## [HOW TO COMPLETE THIS TASK]
Please give back an exact reproduction of the lines from the one with "Look at the photo above. For each instance of the sunlit" through the end of the entries below, and no others.

Data excerpts:
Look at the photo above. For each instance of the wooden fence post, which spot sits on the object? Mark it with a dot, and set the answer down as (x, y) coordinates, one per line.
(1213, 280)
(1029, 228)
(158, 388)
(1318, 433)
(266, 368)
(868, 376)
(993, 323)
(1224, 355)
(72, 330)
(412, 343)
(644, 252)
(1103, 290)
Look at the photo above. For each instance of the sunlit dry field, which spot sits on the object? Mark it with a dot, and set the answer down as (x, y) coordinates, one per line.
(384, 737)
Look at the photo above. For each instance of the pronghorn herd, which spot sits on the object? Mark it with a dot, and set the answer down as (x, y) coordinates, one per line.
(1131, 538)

## [ANSWER BOX]
Look at the photo above. For each instance of the sunlit dry field, which spot sits on the object? Mark it with a dot, and set the answer down as (x, y) coordinates, one per line.
(384, 737)
Look at the photo above. For each instance of the pronghorn herd, which spot sits on the object? Mark it with a dot, and set the answer down as (x, y) coordinates, one per line.
(1131, 538)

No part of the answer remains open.